--- Begin Extracted text ---

Dafydd Gam, warrior, was descended lineally from the native Welsh rulers of Brycheiniog (Brecon); his own pedigree, which can be documentarily established from the mid-thirteenth century, runs as follows: Dafydd Gam ap Llywelyn ap Hywel Fychan ap Hywel ab Einion Sais. Every one of his forebears from Einion Sais (fl.1270) down to Dafydd's father, Llywelyn, had given distinguished service to the Bohun earls of Hereford as lords of Brecon. They had held some of the major offices in the lordship, notably those of sheriff, constable, and master-sergeant; they had stood loyally by the Bohun family during the political crises of 1297 and 1322; and they in turn had been well rewarded with leases, annuities, and gifts. They were clearly the premier and wealthiest Welsh family of the lordship and are a striking example of a native family that flourished under the rule of an English aristocratic family.

--- End Extracted text ---
--- Begin Data supplied ---

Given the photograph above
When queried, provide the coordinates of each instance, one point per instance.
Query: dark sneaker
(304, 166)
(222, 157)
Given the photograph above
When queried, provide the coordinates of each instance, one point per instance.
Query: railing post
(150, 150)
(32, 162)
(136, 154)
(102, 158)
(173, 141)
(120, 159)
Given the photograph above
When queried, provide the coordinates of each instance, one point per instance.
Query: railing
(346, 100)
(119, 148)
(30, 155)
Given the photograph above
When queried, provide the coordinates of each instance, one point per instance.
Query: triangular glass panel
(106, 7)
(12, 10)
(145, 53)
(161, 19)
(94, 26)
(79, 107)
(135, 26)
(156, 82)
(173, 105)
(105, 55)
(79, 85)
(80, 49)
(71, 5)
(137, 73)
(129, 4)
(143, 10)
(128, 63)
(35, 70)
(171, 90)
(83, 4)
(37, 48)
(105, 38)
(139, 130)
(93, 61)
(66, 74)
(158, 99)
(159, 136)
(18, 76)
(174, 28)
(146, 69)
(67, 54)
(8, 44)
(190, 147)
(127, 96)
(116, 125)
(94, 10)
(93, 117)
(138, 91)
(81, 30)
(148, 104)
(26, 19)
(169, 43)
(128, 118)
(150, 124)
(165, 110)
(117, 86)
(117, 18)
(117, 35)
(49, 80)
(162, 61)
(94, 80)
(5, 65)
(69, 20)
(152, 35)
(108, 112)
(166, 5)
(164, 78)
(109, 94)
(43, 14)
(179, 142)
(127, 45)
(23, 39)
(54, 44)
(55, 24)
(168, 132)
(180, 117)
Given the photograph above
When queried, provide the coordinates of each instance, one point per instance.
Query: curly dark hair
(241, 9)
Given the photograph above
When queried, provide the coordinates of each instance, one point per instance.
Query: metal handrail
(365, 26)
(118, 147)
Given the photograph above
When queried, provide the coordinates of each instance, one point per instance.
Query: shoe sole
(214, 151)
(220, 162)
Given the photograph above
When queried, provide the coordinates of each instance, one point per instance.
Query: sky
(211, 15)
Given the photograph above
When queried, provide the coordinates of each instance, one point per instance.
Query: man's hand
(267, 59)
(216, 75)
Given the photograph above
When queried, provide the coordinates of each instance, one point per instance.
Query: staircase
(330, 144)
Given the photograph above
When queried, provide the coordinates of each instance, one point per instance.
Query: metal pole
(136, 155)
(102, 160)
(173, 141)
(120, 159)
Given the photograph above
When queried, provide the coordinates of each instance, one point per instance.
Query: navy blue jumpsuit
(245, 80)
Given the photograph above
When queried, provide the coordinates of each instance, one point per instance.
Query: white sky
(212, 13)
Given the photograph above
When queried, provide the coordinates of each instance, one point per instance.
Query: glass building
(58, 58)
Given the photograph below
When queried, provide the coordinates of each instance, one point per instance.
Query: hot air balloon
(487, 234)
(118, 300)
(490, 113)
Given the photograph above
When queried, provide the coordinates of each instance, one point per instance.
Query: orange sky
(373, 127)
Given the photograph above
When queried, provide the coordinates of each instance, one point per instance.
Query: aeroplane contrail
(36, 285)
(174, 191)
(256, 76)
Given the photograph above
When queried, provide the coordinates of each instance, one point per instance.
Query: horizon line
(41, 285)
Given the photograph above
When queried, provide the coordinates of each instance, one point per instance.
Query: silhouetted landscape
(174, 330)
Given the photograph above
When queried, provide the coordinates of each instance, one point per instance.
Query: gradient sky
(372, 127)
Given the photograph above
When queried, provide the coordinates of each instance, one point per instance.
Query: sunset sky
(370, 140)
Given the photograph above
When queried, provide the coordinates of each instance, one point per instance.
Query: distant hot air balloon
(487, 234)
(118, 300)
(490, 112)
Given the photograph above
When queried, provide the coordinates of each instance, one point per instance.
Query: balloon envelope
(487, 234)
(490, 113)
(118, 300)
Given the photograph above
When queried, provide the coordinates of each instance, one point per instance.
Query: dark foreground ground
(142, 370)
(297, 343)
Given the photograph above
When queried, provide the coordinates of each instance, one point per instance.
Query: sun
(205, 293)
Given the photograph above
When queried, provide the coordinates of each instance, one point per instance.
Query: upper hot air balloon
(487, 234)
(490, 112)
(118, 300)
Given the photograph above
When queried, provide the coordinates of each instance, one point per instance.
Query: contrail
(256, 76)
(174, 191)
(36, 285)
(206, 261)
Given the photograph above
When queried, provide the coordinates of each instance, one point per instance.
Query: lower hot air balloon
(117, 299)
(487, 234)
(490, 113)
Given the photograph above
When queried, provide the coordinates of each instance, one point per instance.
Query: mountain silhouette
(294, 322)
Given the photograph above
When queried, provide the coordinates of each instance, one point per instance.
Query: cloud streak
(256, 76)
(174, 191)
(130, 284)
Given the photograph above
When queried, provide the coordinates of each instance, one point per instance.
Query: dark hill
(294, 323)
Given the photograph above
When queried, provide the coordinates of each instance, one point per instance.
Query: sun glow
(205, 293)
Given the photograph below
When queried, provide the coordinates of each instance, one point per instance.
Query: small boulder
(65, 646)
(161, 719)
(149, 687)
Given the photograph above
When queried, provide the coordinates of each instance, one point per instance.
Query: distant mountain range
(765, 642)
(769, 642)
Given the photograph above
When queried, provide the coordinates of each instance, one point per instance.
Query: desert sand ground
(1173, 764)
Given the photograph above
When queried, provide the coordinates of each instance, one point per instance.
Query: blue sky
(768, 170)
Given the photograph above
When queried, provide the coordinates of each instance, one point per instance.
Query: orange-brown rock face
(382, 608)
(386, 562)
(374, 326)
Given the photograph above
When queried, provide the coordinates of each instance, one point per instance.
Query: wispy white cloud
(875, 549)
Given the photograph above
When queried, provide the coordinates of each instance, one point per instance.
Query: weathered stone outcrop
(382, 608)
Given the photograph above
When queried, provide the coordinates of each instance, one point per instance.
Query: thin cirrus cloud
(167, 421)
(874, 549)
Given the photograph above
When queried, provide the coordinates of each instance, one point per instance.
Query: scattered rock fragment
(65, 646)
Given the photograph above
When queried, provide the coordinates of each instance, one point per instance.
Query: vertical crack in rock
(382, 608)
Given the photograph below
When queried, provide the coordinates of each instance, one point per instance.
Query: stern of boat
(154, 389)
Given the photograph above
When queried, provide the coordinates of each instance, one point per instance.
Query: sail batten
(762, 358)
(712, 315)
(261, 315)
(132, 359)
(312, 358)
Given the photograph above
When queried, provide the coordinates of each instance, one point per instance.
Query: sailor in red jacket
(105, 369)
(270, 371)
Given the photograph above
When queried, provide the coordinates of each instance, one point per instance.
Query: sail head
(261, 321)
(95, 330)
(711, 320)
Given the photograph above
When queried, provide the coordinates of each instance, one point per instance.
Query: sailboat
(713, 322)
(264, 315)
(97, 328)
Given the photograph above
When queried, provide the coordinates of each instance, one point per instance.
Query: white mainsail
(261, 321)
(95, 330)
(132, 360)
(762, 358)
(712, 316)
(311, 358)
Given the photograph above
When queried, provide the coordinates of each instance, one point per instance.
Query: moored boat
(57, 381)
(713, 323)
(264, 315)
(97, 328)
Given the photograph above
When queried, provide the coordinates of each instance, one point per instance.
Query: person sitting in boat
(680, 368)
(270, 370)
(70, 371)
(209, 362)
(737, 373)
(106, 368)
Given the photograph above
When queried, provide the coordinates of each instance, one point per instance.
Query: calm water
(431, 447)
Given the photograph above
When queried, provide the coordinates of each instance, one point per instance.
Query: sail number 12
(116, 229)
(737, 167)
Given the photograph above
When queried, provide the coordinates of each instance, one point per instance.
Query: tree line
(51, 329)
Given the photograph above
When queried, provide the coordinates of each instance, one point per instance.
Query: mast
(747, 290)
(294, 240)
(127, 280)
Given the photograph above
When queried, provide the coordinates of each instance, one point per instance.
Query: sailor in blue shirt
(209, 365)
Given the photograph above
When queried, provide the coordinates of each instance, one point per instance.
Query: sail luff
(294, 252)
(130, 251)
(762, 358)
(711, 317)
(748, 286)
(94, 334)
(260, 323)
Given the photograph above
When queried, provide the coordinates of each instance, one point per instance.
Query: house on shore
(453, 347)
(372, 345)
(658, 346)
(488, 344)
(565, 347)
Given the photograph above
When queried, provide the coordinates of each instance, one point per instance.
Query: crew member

--- End Data supplied ---

- Things to do:
1. Using the passage on Dafydd Gam, decide whether each statement agrees with it. Answer yes or no for each, and quote the words that decide it.
(a) Dafydd Gam's pedigree can be traced in documents back to the mid-thirteenth century.
(b) Dafydd's forebears turned against the Bohun family during the crisis of 1322.
(c) Dafydd's father was named Hywel.
2. Answer these questions from the passage on Dafydd Gam, one line each.
(a) Which native Welsh rulers was Dafydd Gam descended from?
(b) Which offices in the lordship does the passage single out as held by his family?
(c) What rewards did the family receive in return for their service?

- Full answers:
1.
(a) Yes: "his own pedigree, which can be documentarily established from the mid-thirteenth century"
(b) No: "they had stood loyally by the Bohun family during the political crises of 1297 and 1322"
(c) No: "down to Dafydd's father, Llywelyn"

2.
(a) The native Welsh rulers of Brycheiniog (Brecon).
(b) Sheriff, constable, and master-sergeant.
(c) Leases, annuities, and gifts.